## Consegna 1
Elenca tutti i luoghi geografici nominati nell'intervista ai Kalibandulu.
## Consegna 2
Riporta alla lettera il passo dell'intervista ai Kalibandulu che parte dalle parole "H.A.: quando e" e termina con le parole "e massive differenti!".

## Estratto del documento
■ ■ ■ ■ ■ ■ ■
Gli alfieri della dancehall in Italia, i membri del champion sound Kalibandulu, si raccontano ai nostri microfoni. Il loro mixtape Digital Jungle, in collaborazione con Slait, è appena uscito ed è disponibile in free download qui.
Haile Anbessa: partiamo dal vostro nuovo mixtape. Come avete coinvolto nomi come Redman e Method man per i dubplate? Kalibandulu: la combo dei due artisti internazionali è nata da una “dritta” di un nostro amico promoter tedesco! Loro due erano in tour in Germania, così abbiamo deciso di caricare in auto il nostro studio e partire per seguire i due rapper: dopo migliaia di chilometri e svariati tentativi, siamo riusciti a portare nella nostra dub box il dubplate, oltre che a conoscere personalmente e fare amicizia con due veri pazzi! (ridono)
H.A.: quando e come è nato il vostro collettivo?
K: il nostro gruppo è nato come sound system reggae/dancehall a Milano nel 1999 e, nei vari anni, ci siamo evoluti musicalmente toccando tutti i vari generi urban e non! Da anni ormai la nostra base operativa è in Salento e il gruppo è composto da Don Leo (mc) e Dj Moiz (dj).
H.A.: prediligete più l’hip hop o il reggae? Quali vibes differenti vi danno questi due generi?
K.: amiamo il reggae quanto l’hip hop! Per noi fare musica è proprio questo: unire diversi generi musicali e accomunare sempre più culture e massive differenti!
■ ■ ■ ■ ■ ■ ■
## Record forniti
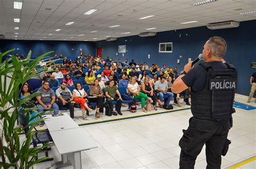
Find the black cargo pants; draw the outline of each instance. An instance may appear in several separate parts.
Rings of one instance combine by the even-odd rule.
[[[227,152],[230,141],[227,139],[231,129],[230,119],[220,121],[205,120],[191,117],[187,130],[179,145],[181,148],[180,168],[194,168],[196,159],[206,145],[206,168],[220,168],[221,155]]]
■ ■ ■ ■ ■ ■ ■
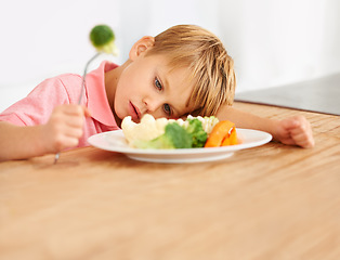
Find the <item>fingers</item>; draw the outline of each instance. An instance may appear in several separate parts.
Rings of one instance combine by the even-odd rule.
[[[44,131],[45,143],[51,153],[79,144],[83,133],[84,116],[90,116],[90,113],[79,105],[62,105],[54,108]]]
■ ■ ■ ■ ■ ■ ■
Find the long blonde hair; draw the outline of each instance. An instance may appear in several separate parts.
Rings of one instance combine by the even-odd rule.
■ ■ ■ ■ ■ ■ ■
## Risposta completa 1
Italia, Germania, Milano, Salento

## Risposta completa 2
H.A.: quando e come è nato il vostro collettivo?
K: il nostro gruppo è nato come sound system reggae/dancehall a Milano nel 1999 e, nei vari anni, ci siamo evoluti musicalmente toccando tutti i vari generi urban e non! Da anni ormai la nostra base operativa è in Salento e il gruppo è composto da Don Leo (mc) e Dj Moiz (dj).
H.A.: prediligete più l’hip hop o il reggae? Quali vibes differenti vi danno questi due generi?
K.: amiamo il reggae quanto l’hip hop! Per noi fare musica è proprio questo: unire diversi generi musicali e accomunare sempre più culture e massive differenti!